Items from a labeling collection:
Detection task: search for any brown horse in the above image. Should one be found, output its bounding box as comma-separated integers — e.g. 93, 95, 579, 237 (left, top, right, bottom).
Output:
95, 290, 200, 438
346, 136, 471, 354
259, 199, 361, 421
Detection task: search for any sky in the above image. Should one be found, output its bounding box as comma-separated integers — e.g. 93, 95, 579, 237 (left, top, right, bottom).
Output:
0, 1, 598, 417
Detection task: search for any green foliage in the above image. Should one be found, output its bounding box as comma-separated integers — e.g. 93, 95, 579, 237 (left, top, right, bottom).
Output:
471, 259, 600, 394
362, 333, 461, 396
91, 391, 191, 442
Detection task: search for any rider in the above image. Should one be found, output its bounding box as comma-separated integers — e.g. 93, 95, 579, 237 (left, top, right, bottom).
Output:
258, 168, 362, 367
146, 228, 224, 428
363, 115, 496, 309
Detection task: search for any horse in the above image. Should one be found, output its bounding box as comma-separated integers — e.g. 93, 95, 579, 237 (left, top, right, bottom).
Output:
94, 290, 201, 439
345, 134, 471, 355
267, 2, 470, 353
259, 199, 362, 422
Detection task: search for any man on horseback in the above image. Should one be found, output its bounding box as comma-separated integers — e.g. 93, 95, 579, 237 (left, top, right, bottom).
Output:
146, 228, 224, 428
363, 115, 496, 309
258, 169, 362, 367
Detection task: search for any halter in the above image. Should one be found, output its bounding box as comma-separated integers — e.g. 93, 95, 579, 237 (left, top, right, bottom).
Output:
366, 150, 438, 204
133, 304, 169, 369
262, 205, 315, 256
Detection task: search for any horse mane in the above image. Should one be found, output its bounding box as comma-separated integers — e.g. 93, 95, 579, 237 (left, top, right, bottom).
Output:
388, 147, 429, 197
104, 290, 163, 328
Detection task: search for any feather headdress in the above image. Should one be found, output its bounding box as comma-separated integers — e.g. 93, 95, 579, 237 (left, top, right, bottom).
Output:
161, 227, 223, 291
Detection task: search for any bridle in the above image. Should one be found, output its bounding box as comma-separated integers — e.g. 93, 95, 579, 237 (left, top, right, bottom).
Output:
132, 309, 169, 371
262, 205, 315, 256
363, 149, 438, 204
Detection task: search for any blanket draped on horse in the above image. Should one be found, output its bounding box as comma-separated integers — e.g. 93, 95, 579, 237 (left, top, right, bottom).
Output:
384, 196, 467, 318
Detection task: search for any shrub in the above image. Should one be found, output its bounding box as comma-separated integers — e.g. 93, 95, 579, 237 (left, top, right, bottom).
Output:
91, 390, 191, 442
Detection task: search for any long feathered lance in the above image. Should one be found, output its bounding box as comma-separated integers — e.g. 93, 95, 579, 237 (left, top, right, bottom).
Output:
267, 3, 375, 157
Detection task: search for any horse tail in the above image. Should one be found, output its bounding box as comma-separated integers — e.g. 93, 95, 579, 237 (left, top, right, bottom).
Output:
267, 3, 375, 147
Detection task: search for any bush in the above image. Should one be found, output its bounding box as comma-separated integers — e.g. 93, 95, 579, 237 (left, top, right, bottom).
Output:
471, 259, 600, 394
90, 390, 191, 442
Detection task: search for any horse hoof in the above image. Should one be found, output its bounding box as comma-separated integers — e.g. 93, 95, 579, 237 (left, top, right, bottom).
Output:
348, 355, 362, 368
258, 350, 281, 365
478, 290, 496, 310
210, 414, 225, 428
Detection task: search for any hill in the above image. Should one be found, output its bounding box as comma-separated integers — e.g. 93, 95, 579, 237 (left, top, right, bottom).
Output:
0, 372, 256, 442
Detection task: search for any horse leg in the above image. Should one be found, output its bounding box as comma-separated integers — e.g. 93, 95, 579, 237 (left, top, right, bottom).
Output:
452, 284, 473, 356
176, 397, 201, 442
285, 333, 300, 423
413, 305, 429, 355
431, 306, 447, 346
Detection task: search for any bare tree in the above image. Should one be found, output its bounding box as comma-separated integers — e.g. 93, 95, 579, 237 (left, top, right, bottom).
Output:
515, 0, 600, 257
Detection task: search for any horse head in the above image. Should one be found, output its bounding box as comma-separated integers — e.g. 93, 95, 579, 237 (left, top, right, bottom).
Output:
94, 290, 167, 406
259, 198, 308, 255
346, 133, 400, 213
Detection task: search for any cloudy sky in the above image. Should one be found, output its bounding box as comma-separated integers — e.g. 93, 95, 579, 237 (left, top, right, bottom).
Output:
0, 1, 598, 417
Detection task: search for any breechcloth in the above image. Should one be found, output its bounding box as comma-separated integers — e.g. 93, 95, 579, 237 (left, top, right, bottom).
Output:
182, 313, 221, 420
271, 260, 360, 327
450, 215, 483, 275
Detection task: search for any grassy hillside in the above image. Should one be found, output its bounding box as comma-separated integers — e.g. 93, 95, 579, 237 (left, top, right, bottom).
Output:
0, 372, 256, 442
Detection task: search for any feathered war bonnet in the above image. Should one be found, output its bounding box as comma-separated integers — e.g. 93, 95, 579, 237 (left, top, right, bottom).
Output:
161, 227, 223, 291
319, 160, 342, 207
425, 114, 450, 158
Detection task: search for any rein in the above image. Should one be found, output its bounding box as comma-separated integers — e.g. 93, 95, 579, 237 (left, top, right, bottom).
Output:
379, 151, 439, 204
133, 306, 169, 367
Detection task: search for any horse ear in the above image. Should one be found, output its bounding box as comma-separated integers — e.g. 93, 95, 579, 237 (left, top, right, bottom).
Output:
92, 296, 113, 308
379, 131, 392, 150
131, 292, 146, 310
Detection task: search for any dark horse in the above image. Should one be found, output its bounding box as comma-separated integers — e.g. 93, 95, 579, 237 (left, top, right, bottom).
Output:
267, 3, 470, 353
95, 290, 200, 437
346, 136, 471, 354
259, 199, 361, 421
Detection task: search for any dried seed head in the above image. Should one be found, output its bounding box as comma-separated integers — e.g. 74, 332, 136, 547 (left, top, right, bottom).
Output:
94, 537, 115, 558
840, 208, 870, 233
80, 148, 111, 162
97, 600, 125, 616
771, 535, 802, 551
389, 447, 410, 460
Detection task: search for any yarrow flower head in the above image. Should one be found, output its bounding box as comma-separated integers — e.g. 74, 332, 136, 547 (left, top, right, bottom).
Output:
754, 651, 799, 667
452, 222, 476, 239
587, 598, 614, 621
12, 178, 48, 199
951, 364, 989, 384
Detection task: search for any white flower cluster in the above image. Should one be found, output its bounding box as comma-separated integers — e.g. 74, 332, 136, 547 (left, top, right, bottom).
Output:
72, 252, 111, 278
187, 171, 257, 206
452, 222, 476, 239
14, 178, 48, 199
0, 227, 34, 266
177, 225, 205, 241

### TO BE DONE
How many lines in the records above contain the string "mane", with case counting? Reply with the number alone.

### RESPONSE TO THE TASK
1